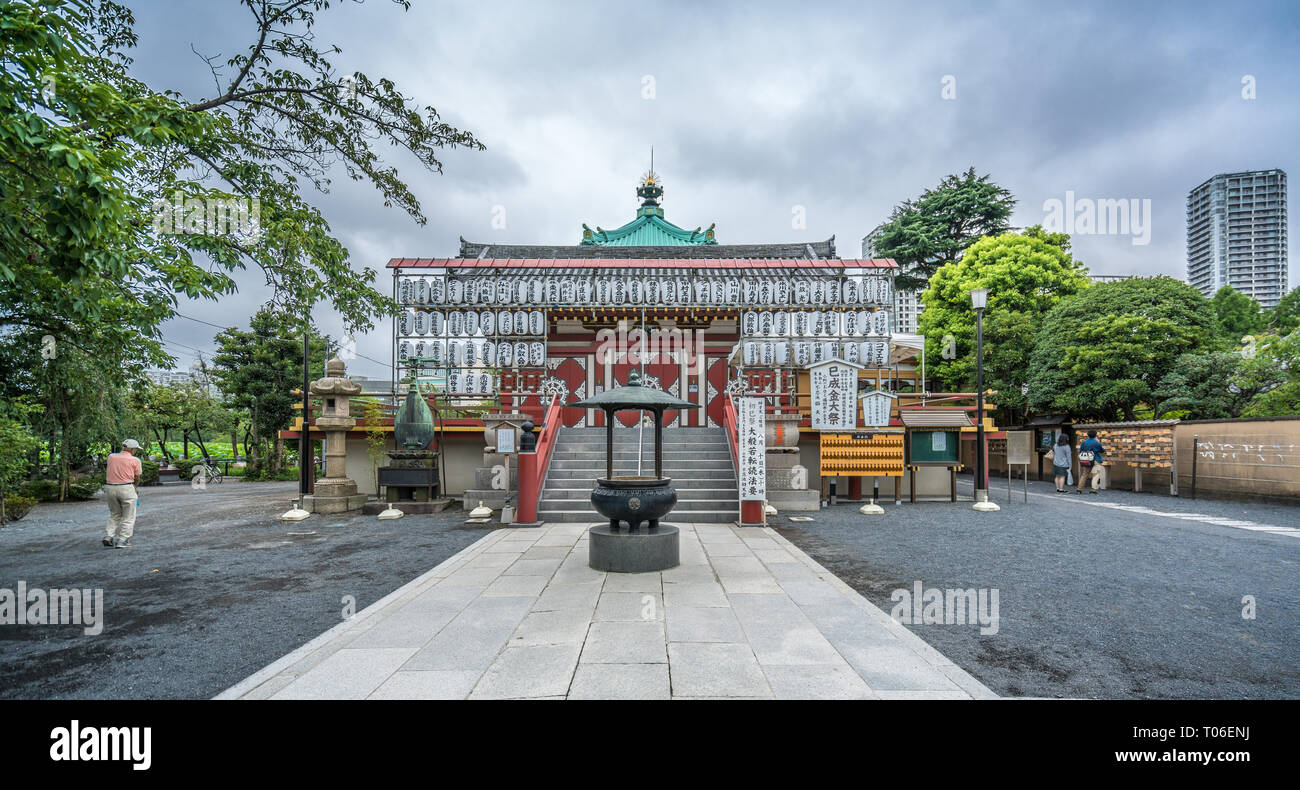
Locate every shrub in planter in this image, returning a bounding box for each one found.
▬▬▬▬▬▬▬▬▬▬
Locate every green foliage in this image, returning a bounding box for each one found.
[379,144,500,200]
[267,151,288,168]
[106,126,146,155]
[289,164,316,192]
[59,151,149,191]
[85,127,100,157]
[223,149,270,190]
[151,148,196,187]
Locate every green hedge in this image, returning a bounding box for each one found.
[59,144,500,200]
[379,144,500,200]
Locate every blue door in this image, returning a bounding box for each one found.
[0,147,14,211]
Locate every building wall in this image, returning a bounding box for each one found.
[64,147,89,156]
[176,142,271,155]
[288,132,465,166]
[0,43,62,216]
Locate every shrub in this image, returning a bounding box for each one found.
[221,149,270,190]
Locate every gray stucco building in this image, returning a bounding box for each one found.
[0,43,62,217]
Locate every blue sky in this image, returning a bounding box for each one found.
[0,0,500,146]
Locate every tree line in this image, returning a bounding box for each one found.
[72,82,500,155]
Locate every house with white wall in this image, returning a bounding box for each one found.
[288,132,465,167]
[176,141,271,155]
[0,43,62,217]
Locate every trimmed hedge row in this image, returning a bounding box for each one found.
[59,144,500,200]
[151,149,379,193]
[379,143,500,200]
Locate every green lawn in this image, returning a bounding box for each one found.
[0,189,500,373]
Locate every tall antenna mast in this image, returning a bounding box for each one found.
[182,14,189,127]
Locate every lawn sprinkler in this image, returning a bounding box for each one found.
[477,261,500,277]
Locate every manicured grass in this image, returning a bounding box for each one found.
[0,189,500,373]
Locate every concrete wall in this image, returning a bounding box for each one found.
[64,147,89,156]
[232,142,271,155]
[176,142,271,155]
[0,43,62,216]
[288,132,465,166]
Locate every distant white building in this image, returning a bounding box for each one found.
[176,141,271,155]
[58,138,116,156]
▬▬▬▬▬▬▬▬▬▬
- _Goal_: Reproduce the data from the line containing "Locate every distant" through the line containing "[58,138,116,156]", both lines included, with the requests unchanged and every bounding-box coordinate in the answers increased by 87.

- _Solution to this exercise_:
Locate every distant white building in this image, returning a bounding box for each one found.
[263,228,358,242]
[145,225,203,243]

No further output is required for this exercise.